* [Extract provided]:
________________________

# Keepsake Box Step by step



## woodnthings (Jan 24, 2009)

I started with a fire log of Flame Box Elder about 18" x 13" Dia. Took it home and sawed and resawed it on the bandsaw into pieces 1/2" thick about 2 1/2" to 3" wide. After room drying in the shop for several weeks some of the boards were cupped pretty badly, so I just went with the flow and glued them together to form a 12" x 18 curved top with about 1 1/2" rise at the center. Sanding and planing the top and inside curves until they were consistent, using a pattern to check occasionally on the inside and eyeball and touch on the top surface. I used to clay model cars so my visual and tactile skills are pretty fair. :thumbsup::thumbdown::laughing:


----------



## woodnthings (Jan 24, 2009)

*Keepsake box Cont'd.*

Then after the top was pretty well formed and sanded. I needed to rabbet the top to accept the end panels. I made a jig to hold the top vertically and a pattern with the corresponding curve and using a guide bushing against the pattern, routed a curved rabbet in the each end of the top. :blink:


----------



## woodnthings (Jan 24, 2009)

*Keepsake Box Cont'd*

I needed to make the edges of the top vertical so I used the table saw and a riser block under to keep it from shifiting on the break through. A little scary.... but it went well. No photo of that, too scary I forgot!
I also hand planed a horizontal flat strip along the length of the top inside, 1/4" wide to accept the rabbets in the front and rear panels .

I needed to transfer the curved rabbett in the top onto the ends. A pencil compass got me pretty close on the first attempt and a 2nd try was almost perfect. That allowed me to dry fit some parts leaving some overhang to sand off later after gluing up.


----------



## woodnthings (Jan 24, 2009)

*Keepsake Box Cont'd*

I decided I did not want a typical straight horizontal parting line between the top and bottom. With a curved top the cut line should/could be curved as well. 
The trick here was to precut the curves partially through but not quite to the corners on the bandsaw to leave enough stock to keep things from falling apart. Both sides and the front and rear got the partial cut. A sliver of wood acted as a temporary spacer until assembly. Then the cut was completed after gluing up with a pull saw through the corners. Worked Great!


----------



## woodnthings (Jan 24, 2009)

*Keepsake Box Cont'd*

Now I have the completed box in two parts top and bottom. Let the sanding begin! Sanded with 180 grit until every surface was smooth.

Then the hinge question came up. I found some neat quadrant hinges at Rockler, but with no instructions I was stumped. So many experiments and trials on some scraps later, I decided to take the plunge and saw kerf them in from the back and fill the kerfs later.


----------



## woodnthings (Jan 24, 2009)

________________________

* [Recorded information]:
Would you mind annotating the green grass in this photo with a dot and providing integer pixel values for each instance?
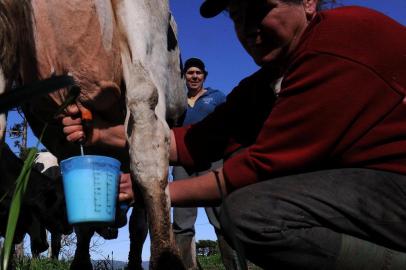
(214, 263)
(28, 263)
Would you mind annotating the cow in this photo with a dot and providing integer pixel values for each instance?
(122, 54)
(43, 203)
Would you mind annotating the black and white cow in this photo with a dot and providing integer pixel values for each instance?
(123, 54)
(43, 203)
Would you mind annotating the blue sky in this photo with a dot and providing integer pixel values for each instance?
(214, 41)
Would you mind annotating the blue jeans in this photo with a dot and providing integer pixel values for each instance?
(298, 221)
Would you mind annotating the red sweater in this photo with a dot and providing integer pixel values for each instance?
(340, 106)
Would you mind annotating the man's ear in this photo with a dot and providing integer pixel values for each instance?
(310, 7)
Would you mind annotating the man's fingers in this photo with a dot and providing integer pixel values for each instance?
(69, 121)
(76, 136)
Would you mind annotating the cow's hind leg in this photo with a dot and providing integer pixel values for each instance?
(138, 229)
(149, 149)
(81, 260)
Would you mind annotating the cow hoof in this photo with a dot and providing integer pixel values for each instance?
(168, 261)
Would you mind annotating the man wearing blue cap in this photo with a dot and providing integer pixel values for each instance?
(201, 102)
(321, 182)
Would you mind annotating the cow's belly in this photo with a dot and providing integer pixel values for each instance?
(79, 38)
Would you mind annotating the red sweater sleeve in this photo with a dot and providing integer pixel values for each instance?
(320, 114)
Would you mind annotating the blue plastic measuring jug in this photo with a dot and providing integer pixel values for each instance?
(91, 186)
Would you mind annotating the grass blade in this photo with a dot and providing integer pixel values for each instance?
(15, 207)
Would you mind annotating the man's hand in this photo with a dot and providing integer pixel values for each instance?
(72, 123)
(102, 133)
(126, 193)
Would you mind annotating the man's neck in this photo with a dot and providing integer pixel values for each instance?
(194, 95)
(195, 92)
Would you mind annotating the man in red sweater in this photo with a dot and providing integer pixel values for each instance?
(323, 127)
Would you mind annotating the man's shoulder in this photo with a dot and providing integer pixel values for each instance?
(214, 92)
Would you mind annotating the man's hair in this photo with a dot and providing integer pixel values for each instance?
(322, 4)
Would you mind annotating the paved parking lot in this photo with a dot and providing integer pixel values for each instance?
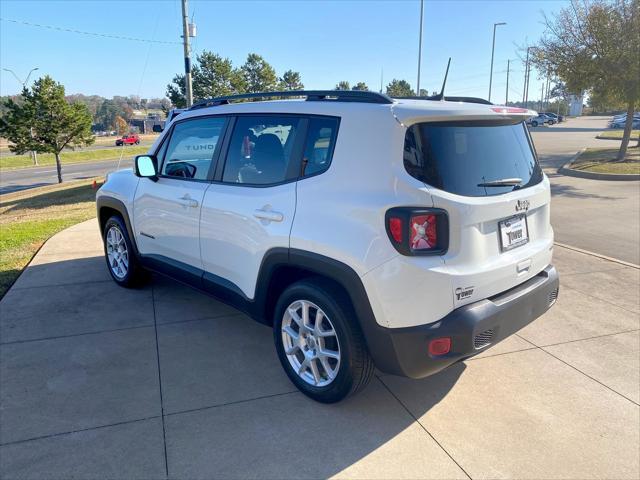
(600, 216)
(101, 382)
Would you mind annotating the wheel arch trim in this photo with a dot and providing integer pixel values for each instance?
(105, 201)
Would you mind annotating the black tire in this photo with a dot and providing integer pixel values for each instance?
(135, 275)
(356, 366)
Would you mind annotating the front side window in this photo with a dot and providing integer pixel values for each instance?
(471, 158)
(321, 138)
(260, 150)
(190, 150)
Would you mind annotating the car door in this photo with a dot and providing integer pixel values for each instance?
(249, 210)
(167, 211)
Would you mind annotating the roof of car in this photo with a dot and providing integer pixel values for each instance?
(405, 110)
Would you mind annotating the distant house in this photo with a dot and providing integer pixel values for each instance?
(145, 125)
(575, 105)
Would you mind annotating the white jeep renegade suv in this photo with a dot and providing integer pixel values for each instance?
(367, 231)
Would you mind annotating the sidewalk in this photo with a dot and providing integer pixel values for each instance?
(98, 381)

________________________

* [Requirement]: In the keepsake box thread, what kind of wood was the fire log that the project started with?

* [Answer to the problem]: Flame Box Elder.